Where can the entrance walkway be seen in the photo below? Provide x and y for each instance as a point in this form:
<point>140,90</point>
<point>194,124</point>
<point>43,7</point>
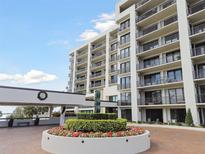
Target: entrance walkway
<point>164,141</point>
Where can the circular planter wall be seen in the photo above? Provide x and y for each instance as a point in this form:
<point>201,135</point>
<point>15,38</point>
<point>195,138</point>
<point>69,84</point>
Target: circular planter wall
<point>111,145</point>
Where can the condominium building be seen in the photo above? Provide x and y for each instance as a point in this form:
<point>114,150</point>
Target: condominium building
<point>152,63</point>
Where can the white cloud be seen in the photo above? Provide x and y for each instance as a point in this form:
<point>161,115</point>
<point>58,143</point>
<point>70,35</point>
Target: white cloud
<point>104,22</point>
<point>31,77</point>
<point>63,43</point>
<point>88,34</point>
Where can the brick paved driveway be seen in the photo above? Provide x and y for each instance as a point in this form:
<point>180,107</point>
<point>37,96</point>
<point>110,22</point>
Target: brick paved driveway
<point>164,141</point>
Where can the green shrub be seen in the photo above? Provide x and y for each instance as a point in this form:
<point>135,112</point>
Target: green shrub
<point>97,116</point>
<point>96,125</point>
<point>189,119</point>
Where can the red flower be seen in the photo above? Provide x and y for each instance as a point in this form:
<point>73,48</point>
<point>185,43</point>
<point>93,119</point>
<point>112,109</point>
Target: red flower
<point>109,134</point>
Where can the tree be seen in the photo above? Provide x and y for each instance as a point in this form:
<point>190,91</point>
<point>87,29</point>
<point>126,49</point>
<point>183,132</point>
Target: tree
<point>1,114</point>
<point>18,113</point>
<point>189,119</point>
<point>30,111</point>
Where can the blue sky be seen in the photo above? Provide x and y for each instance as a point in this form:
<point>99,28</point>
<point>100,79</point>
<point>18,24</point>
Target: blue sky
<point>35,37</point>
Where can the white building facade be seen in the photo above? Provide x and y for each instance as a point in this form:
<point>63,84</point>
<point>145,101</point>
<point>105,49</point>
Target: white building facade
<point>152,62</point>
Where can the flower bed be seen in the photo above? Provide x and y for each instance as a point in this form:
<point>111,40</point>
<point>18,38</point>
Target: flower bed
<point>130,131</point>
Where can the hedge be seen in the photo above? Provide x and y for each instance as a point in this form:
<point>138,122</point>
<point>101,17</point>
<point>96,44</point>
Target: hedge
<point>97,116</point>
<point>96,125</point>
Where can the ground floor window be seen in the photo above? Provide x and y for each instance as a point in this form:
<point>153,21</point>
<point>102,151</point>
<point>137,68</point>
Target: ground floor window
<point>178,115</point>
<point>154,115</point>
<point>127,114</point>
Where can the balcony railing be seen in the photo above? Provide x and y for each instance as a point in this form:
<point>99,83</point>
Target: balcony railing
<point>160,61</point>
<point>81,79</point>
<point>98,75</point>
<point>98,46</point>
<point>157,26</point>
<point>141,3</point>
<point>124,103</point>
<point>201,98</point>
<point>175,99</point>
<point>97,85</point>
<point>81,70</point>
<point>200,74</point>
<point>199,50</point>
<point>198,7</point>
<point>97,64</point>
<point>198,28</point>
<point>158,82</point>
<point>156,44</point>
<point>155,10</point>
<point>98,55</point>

---

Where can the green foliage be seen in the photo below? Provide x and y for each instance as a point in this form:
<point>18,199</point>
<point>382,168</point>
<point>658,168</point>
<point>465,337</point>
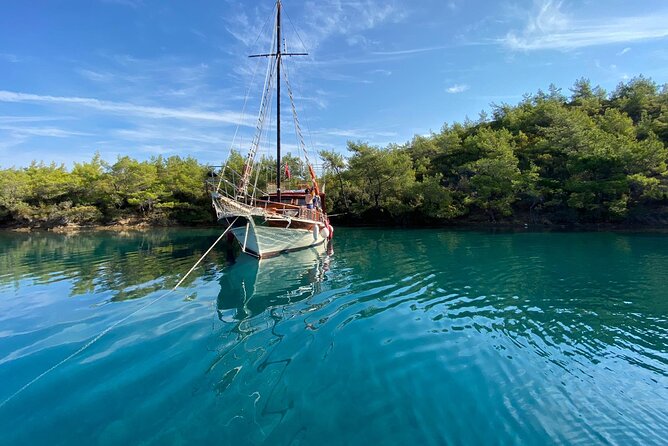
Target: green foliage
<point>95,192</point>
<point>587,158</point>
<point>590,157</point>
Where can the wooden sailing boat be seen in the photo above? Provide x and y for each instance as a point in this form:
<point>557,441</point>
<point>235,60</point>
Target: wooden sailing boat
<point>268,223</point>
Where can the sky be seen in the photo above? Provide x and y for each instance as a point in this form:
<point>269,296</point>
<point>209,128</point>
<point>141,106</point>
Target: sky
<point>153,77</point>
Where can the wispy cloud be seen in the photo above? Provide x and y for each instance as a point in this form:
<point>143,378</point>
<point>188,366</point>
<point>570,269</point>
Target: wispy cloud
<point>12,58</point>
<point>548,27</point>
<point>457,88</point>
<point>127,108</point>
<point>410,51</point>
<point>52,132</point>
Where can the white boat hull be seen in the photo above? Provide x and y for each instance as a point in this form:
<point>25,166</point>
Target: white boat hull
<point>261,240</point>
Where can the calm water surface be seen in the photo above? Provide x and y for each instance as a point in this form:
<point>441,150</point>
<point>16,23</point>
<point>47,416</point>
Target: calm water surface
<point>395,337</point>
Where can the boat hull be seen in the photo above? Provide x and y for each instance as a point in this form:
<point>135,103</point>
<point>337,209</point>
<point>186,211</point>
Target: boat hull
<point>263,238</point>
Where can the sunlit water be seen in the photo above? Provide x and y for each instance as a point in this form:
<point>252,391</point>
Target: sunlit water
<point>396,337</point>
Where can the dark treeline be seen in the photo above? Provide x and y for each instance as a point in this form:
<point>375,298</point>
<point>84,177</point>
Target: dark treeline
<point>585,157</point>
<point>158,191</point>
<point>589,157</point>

* * *

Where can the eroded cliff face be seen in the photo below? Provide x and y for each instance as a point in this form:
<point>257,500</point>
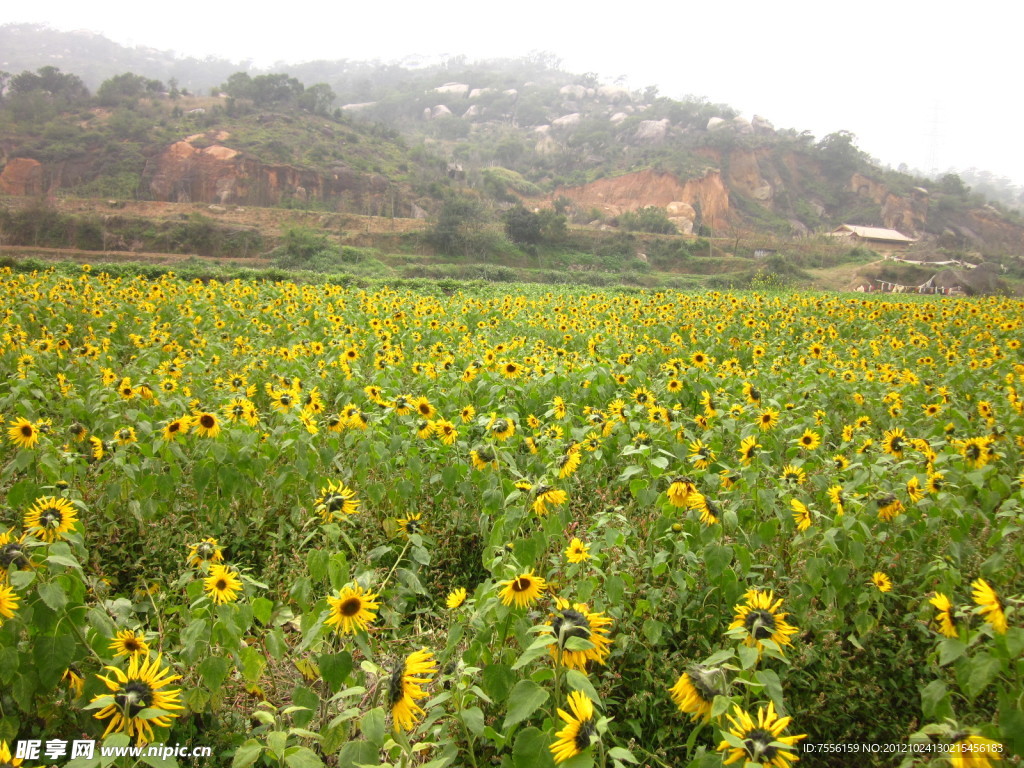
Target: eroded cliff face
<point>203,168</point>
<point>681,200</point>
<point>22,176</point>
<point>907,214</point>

__WHAT THE TASK REQUIRES__: Could you repeat, exactly, only the lines above starting at the one that has "Where can the entrance" and stopping after the one that has "<point>70,35</point>", without the pictures?

__ANSWER TO THIS PROBLEM__:
Where can the entrance walkway be seen in the photo below? Provide x and y for each instance as a point in this form:
<point>140,90</point>
<point>194,124</point>
<point>43,7</point>
Target: entrance walkway
<point>164,141</point>
Where can the circular planter wall be seen in the photo above? Provide x and y for each instance as a point in this form:
<point>201,135</point>
<point>15,38</point>
<point>195,138</point>
<point>69,84</point>
Target: circular planter wall
<point>111,145</point>
Where can the condominium building be seen in the photo above? Provide x and y for each instance as a point in this form:
<point>114,150</point>
Target: condominium building
<point>152,63</point>
Where can the white cloud be seen in the photo above? Provide x and y for each instance as a point in this form:
<point>161,115</point>
<point>58,143</point>
<point>70,35</point>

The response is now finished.